**AIM**
Convert the items below into a two-column CSV with the columns "input" and "expected" and one row per item. Put each item's text in the first column and its full answer in the second, each in a single quoted field with line breaks replaced by spaces.

## Begin DATA SUPPLIED

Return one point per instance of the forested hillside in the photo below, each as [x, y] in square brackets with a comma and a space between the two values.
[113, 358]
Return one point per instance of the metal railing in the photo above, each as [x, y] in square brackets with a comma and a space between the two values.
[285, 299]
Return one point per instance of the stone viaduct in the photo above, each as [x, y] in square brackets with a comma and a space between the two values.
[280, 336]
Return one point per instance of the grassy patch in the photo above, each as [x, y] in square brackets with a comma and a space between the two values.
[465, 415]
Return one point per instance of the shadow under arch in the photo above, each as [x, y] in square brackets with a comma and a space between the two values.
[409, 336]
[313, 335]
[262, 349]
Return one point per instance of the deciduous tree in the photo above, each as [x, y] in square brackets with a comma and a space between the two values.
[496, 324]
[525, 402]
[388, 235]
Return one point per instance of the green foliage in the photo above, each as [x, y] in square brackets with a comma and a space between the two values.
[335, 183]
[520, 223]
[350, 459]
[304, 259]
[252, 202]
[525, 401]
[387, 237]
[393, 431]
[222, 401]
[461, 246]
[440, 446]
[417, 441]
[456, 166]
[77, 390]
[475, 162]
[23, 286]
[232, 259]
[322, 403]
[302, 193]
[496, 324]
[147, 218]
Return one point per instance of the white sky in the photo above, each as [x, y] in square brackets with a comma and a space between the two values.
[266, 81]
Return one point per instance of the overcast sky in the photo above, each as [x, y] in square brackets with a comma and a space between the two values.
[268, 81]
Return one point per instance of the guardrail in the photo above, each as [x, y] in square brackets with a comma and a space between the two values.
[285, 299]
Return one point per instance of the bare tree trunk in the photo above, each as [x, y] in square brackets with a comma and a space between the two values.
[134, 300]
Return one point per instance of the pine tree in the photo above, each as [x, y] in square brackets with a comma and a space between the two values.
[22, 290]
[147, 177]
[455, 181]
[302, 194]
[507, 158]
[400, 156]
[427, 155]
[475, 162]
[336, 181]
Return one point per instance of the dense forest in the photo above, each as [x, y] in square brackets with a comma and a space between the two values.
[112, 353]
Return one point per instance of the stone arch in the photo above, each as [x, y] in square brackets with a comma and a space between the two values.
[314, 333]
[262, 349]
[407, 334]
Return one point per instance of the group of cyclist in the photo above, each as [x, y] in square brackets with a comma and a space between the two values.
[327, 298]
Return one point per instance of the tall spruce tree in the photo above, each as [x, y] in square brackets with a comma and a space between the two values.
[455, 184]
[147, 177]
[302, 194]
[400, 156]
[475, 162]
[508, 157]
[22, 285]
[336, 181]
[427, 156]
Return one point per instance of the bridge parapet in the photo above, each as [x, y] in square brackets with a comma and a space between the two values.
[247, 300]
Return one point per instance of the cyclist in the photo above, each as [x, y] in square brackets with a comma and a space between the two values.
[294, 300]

## End DATA SUPPLIED

**FINAL ANSWER**
input,expected
"Return one point per instance of the forested hillside in the photo below, each as [x, y] in square brackets with a comma and a space between the two values.","[113, 358]"
"Return one point per instance of the metal railing in the photo above, each as [x, y] in square brackets with a comma and a space between the two values.","[285, 299]"
"Return one point per instance of the stone viaduct in the photo above, each as [x, y] in square brackets with a comma and a space between the two values.","[280, 336]"
"Return one point per instance of the grassy patch in the photo above, each as [x, y] in square brackets with a comma and a space between the two values.","[465, 415]"
"Return one point per instance of the shadow under arch in the photo above, each as [x, y] in square brackets with a comma and a space between the two values.","[409, 336] [313, 335] [262, 349]"
"Return one point per instance of the deciduous tree in the photo above, each as [x, y] in square brackets with a comma and a space between the two values.","[496, 324] [525, 402] [388, 235]"
"Return one point per instance of the green foliage in the photo above, each as [x, y] in square brackets with a comma and a space between the two values.","[335, 183] [520, 223] [350, 459] [304, 259] [252, 202] [525, 401] [387, 237] [393, 431] [222, 401] [461, 246] [440, 446] [417, 441] [456, 166] [77, 390] [475, 162] [23, 286] [232, 259] [322, 403] [302, 193] [496, 324] [147, 218]"
"Return one point per instance of the white sky in the photo above, each as [x, y] in square brackets with a comma and a space between the two values.","[266, 81]"
"Return one point per instance of the overcast sky in the photo above, each as [x, y] in square brackets with a comma and a space between the two values.","[268, 81]"
"Return one point per instance of the guardrail in the photo above, each as [x, y] in square brackets with a comma and a space between the two values.","[285, 299]"
"Return one point per instance of the bare tree trunk in the photo above, each as [x, y] in square brackets with a comma and a space between the two values.","[134, 300]"
"Return one point per instance of the pine tree in the photo above, each as [x, y] in square brackets with a comma and a space between the two values.","[22, 290] [147, 177] [455, 181] [302, 194] [507, 158] [400, 156] [427, 155] [475, 162] [336, 181]"
"Return one point per instance of the dense forest in the photo above, each as [x, y] in square brackets with a comma and a space between the two values.","[112, 353]"
"Return one point per instance of the stone arch in the photo above, each as [x, y] in square brackets with a comma and a space between the two values.","[314, 333] [262, 349] [407, 334]"
"Return one point per instance of the group of cyclist in the photo above, each as [x, y] in square brackets with a comma and a space between the two values.","[327, 298]"
"Return one point per instance of the tall spruce tree in the photo above, each as [x, y] in square brackets with a comma and a space between the two values.","[455, 184] [147, 177] [302, 194] [400, 156] [475, 162] [508, 157] [22, 285] [336, 181] [427, 156]"
"Return one point per instance of the bridge parapet in the photo above, each as [x, y] in square brackets with a comma and a space between the two values.","[247, 300]"
"Return one point per instance of the cyclist in the photo above, each as [x, y] in square brackets with a comma and a space between the two values.","[294, 300]"